EXERCISE INSTRUCTIONS: Retype the whole listing exactly.

==== GIVEN RECORDS ====

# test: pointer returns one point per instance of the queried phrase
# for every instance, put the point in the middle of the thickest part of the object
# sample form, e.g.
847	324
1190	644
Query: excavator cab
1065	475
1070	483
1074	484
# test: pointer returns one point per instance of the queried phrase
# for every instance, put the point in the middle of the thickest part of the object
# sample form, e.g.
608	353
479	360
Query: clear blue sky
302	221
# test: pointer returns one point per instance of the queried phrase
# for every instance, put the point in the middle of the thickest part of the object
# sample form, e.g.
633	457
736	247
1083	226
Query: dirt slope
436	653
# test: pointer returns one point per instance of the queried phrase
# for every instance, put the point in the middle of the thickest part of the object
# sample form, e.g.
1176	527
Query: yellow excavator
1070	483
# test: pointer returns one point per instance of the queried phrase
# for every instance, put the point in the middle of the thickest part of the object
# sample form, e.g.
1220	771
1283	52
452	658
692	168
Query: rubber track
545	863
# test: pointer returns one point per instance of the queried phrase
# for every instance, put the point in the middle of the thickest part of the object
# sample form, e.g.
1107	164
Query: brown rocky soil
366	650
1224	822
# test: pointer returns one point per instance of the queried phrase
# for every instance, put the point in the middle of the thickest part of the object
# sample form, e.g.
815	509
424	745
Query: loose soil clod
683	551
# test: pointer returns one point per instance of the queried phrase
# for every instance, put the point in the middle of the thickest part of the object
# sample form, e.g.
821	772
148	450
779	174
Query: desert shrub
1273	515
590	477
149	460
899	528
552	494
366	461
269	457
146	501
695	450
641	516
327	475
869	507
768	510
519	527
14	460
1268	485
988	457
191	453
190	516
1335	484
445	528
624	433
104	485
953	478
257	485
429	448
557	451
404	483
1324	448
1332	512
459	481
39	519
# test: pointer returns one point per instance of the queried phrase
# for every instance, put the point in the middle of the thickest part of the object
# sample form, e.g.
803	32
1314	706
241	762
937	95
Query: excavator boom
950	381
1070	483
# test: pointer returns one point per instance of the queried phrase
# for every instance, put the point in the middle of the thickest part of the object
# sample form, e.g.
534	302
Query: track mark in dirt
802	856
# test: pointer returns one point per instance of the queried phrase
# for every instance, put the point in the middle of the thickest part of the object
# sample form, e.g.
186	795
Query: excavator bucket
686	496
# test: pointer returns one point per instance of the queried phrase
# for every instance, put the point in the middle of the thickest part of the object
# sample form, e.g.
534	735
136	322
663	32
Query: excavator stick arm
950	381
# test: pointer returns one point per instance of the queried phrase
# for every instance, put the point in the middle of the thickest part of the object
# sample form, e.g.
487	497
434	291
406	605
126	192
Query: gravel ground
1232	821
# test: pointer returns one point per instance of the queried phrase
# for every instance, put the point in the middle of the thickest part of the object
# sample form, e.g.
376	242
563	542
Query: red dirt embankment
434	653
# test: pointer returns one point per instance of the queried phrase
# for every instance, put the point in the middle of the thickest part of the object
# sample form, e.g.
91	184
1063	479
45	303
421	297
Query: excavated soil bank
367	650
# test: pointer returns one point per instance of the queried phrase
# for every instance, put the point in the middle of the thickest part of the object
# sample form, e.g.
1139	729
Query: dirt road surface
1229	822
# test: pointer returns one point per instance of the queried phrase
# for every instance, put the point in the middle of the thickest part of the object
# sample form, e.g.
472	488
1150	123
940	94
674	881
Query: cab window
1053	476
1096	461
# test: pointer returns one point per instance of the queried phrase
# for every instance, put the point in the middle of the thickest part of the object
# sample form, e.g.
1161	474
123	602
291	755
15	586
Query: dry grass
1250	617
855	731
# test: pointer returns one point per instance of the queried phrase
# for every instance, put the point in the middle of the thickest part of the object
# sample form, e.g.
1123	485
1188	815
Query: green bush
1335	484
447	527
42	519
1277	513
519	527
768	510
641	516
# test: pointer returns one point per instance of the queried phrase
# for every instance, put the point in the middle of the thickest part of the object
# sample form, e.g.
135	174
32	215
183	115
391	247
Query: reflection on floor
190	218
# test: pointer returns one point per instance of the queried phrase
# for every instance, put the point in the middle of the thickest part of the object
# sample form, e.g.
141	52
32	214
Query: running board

====

WRITTEN REPLY:
# test: pointer returns one point per instance of the queried phrase
# for every instance, put the point in the middle of the thickest part of the object
# sample form, e.g.
847	324
1190	644
Query: excavator cab
1065	475
1070	483
1074	484
# test: pointer returns one point per instance of the queried phrase
# for every instance, put the point in the middle of the thickest part of the object
# sample form, e.g.
608	353
479	360
Query: clear blue sky
302	221
# test: pointer returns one point per instance of the queried phrase
# for every instance, put the point in the middle of the thickest part of the object
# sample form, e.g.
633	457
736	247
1083	226
Query: dirt slope
436	653
# test: pointer returns one point per instance of the queried phrase
# for every instance, put the point in the middle of the thickest part of the object
# sample form, e.g.
1176	527
Query: yellow excavator
1070	483
# test: pointer returns one point per instance of the queried phrase
# for every instance, put the point in the middle of the thickest part of the object
# sample form, e.g.
1220	771
1283	52
452	658
692	168
Query: rubber track
545	863
# test: pointer returns one point per instance of the queried phrase
# for every instance, put the point in the middle of the thickest part of the object
# sample form, e.g.
1107	164
Query: brown rocky soil
366	650
1224	822
# test: pointer returns one point per instance of the queried phrase
# for every instance, put the point in the middle of the thickest part of the object
# sample form, e.g.
815	509
424	745
Query: loose soil clod
683	551
# test: pointer returns one point per instance of the queried phrase
# for every instance, put the point in the middle of the thickest part of the object
# sample form, e.g.
821	772
148	450
779	174
Query: desert shrub
1273	515
590	477
149	460
899	528
552	494
366	461
269	457
146	501
695	450
641	516
327	475
869	507
768	510
519	527
14	460
1268	485
988	457
191	453
190	516
1335	484
445	528
624	433
104	485
953	478
257	485
429	448
557	451
404	483
1324	448
1332	512
459	481
39	519
# test: pointer returns one point per instance of the queried phrase
# for every instance, put the point in the middle of the thickest part of the object
# sample form, e.g.
803	32
1314	706
241	762
937	95
Query: excavator boom
950	381
1070	483
# test: pointer returns one point per instance of the queried phrase
# for every instance, put the point in the middle of the thickest part of the object
# sample form, e.g.
534	302
Query: track mark in dirt
802	856
# test: pointer returns one point per instance of the queried phrase
# for every instance, put the point in the middle of the thickest part of the object
# sample form, e.g.
186	795
Query: excavator bucket
686	496
# test: pointer returns one point per instance of the queried phrase
# for every instance, put the point in the middle of the thickest part of the object
# sample form, e.g.
534	735
136	322
663	32
Query: excavator stick arm
950	381
# test: pointer returns one point per instance of the queried phrase
# for every instance, put the point in the middle of the thickest part of the object
# sample form, e.g.
487	497
434	291
406	605
126	192
Query: gravel ground
1232	821
# test: pointer returns one point per instance of the queried phrase
# for every instance, put the point in the middle of the thickest part of the object
# sample form, e.g.
376	242
563	542
Query: red dirt embankment
434	653
# test: pointer returns one point per instance of the queried phrase
# for every instance, put the point in the middle of the thickest part of the object
# sample form, e.g.
91	184
1063	479
45	303
421	297
Query: excavated soil bank
367	650
# test: pointer returns one point per instance of the queried phrase
# for every instance, put the point in the middle of the thickest part of the object
# sample form, e.g.
1139	729
Query: dirt road surface
1229	822
# test: pointer returns one point per instance of the queried phrase
# for every instance, put the point in the middle of the thickest part of the object
# sample form, e.g.
472	488
1150	123
940	94
674	881
Query: cab window
1053	476
1096	461
# test: pointer returns one point per instance of the queried phrase
# for every instance, put the point in the middle of the thickest part of the object
# sample form, e.g.
1161	474
123	602
291	755
15	586
Query: dry grass
1250	617
855	731
# test: pointer returns one point per instance of the queried phrase
# for every instance, put the point in the middle of the thickest part of the object
# sample form, e.g.
1123	485
1188	815
Query: green bush
1335	484
447	527
42	519
1277	513
519	527
768	510
641	516
# test: pointer returns one point per instance of the queried phrase
# for every instance, put the point in the middle of the thickest part of the object
# sample form, e.g.
135	174
32	215
183	115
391	247
Query: reflection on floor
190	218
# test: pointer returns one point per instance of the queried phrase
# for every instance, put the point in the middle of the thickest part of the object
# sample form, e.g.
141	52
32	214
Query: running board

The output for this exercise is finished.